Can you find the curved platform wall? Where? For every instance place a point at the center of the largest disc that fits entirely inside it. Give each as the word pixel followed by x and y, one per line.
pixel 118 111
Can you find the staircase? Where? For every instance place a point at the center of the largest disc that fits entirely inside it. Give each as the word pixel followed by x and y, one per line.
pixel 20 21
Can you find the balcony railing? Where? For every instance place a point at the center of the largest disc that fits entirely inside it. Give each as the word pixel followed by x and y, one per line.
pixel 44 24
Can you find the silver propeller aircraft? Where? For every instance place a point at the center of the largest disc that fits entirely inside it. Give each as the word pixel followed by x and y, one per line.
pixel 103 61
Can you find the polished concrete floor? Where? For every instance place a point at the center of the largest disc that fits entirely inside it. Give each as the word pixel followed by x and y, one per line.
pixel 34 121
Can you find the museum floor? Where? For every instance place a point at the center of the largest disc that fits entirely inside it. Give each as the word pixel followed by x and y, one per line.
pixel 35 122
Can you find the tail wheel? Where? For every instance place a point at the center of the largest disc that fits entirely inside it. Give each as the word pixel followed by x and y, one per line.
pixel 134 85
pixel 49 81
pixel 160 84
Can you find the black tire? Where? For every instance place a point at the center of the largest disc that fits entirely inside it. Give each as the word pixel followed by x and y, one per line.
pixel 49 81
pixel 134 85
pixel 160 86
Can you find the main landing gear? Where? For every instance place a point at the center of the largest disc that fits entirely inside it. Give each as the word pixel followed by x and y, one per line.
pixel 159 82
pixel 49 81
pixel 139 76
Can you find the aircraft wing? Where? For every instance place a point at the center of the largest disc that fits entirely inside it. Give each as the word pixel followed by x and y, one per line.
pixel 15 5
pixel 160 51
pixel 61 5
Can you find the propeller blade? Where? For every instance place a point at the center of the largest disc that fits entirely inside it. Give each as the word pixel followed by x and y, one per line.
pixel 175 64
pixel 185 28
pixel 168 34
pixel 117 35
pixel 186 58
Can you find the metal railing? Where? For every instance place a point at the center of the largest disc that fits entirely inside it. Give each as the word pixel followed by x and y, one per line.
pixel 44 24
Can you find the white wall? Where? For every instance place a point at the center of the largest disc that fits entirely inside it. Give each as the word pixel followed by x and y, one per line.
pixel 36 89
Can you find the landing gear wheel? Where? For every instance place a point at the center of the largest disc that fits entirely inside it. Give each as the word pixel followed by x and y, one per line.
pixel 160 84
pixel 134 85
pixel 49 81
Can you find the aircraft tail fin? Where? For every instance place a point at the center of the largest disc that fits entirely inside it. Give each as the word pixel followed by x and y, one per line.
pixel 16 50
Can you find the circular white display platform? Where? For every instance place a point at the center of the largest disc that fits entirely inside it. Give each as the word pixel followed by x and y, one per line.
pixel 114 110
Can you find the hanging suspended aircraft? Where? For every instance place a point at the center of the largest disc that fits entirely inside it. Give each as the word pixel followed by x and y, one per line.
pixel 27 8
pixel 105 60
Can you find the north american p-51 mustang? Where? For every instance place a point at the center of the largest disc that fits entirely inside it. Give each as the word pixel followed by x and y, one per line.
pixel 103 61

Task requirements -
Please copy the entire listing, leaving each line exactly as written.

Solution to the problem -
Can you find the curved platform wall? Where? For every instance place a point at the center of the largest disc that fits entirely inside it. Give each as the word pixel followed by x and y, one per line.
pixel 118 111
Can you find the staircase? Where? For every instance place a point at the center of the largest disc that fits entirely inside it. Give each as the word pixel followed by x and y, one per line.
pixel 20 21
Can you find the balcony railing? Where? For every instance place a point at the center of the largest disc that fits entirely inside it. Give each as the word pixel followed by x and y, one per line.
pixel 44 24
Can you find the silver propeller aircraft? Where? For every instance place a point at the center of the largest disc that fits entirely inside it. Give each as the word pixel followed by x and y, one per line.
pixel 103 61
Can you find the polished concrete floor? Where? For every instance place a point at the center of the largest disc that fits entirely inside it. Give each as the word pixel followed by x and y, one per line.
pixel 34 121
Can you find the museum floor? Where? For every instance place a point at the center of the largest disc that fits entirely inside it. Give each as the word pixel followed by x and y, one per line.
pixel 35 122
Can you find the tail wheel? Where? For every instance place a point at the center of the largest disc that fits entirely inside it. Give each as the word pixel followed by x and y, one per line.
pixel 134 85
pixel 49 81
pixel 160 84
Can you find the black tire? Where? For every instance place a point at the center of the largest disc that fits entirely inside it. Give each as the word pixel followed by x and y, one per line.
pixel 49 81
pixel 134 85
pixel 160 86
Can you find the main landing gear? Where? For every instance place a point at the center of the largest disc that fits entirely inside it. Give each as the word pixel followed by x and y, one per line.
pixel 159 82
pixel 49 81
pixel 139 76
Can you find the aircraft wing? Where? For every instance place a point at the center of the largest disc that fits entirely inside it. Give each as the word pixel followed by x and y, one per line.
pixel 15 5
pixel 160 51
pixel 61 5
Can you find the propeller blade? Where? For every instance place a point at the center of the largest disc that fits entirely inside it. Give each as the word pixel followed by x and y, one per line.
pixel 175 64
pixel 185 28
pixel 168 34
pixel 117 35
pixel 186 58
Can you find the metal railing? Where? For every instance place a point at the center of the largest disc that fits entirely inside it. Give each as the word pixel followed by x and y, one per line.
pixel 44 24
Can you find the white wall? Where? For every instance place a point at the center of the largest disc that fits entirely inside it. Give each as the word pixel followed by x and y, one per line.
pixel 36 89
Can you find the landing gear wheel? Where? For every instance place a point at the center of the largest disc that fits entirely inside it. Give each as the word pixel followed by x and y, one per line.
pixel 160 84
pixel 134 85
pixel 49 81
Can you find the aircraft tail fin? Where? For every instance place a point at the center of the largest disc that fits entirely inside it. Give each as the word pixel followed by x and y, one per line.
pixel 16 50
Can you find the circular white display platform? Where? For every instance place a point at the center of the largest disc that fits entirely inside it. Give each as the word pixel followed by x and y, one per line.
pixel 114 110
Can you find the hanging suspended aircraft? Where? For every instance place a point at the center of the largest disc that fits entirely inside it. Give each as the word pixel followed by x and y, one per line.
pixel 27 8
pixel 105 60
Can you find the north american p-51 mustang? Where? For every instance place a point at the center of the largest disc that fits entirely inside it. Give each as the word pixel followed by x and y, one per line.
pixel 103 61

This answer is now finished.